» Goal: Can you extend the mailing-list reply on BGP keepalive and holdtime timers at a Gigabit Ethernet exchange, picking up right after its final words?

» Selected excerpt:
North American Network Operators Group

Date Prev | Date Next | Date Index | Thread Index | Author Index | Historical

Re: BGP keepalive/holdtime at GigE exchange

  • From: Clayton Fiske
  • Date: Fri Jan 12 16:09:53 2001

On Fri, Jan 12, 2001 at 03:23:51PM -0500, Deepak Jain wrote:

> I think the argument is one of stability. BGP is supposed to be stable for
> days/weeks on end normally. Making your internal network too sensitive to
> external changes destabilizes your network and those who connect to you.
> 
> If a BGP session with one peer resets once every three days, and you peer
> with them at a few places, at most you are talking about a service
> degradation for about 5-10 minutes as say 1/3 of your packets are resent
> or dropped (assuming you peer in three places, etc). 180 seconds is
> nothing for a router with many peering sessions and a reasonable traffic
> load. 

With regard to your earlier comments about busy routers "pausing"

» Collected material:
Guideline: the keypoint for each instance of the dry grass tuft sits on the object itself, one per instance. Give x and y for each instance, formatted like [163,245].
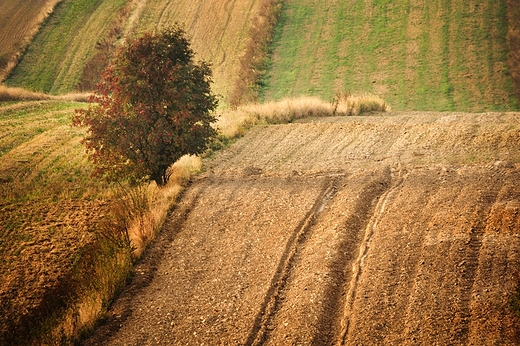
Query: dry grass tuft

» Exercise answer:
BGP, perhaps this is something that can be investigated at a vendor
software level. I would think keepalives (of any variety) should rank
fairly high on the food chain in terms of CPU precedence. If this isn't
the case already, why not? I don't know how true it is anymore, but I
recall a few years back having to deal with some routers which got
bogged down with OSPF updates to the point that they kept resetting
perfectly stable links (or the other end did) due to keepalives not
being processed in a timely manner. In the interest of stability, I
would certainly want keepalives to be processed ahead of routing
updates. After all, it's not as though they even represent a significant
percentage of the total workload on the CPU, even when you reach a
reasonably high number of links. And if your links keep resetting due
to route churn, you've got a self-perpetuating problem.

> The bigger concern is IF a peer is dropping a session that often, *what*
> is wrong with their router? I am very afraid of routers that *randomly*
> timeout and re-peer with no good reason.

In this case, I would expect a NOC with proper monitoring of peering
sessions to take notice and initiate an investigation into the problem.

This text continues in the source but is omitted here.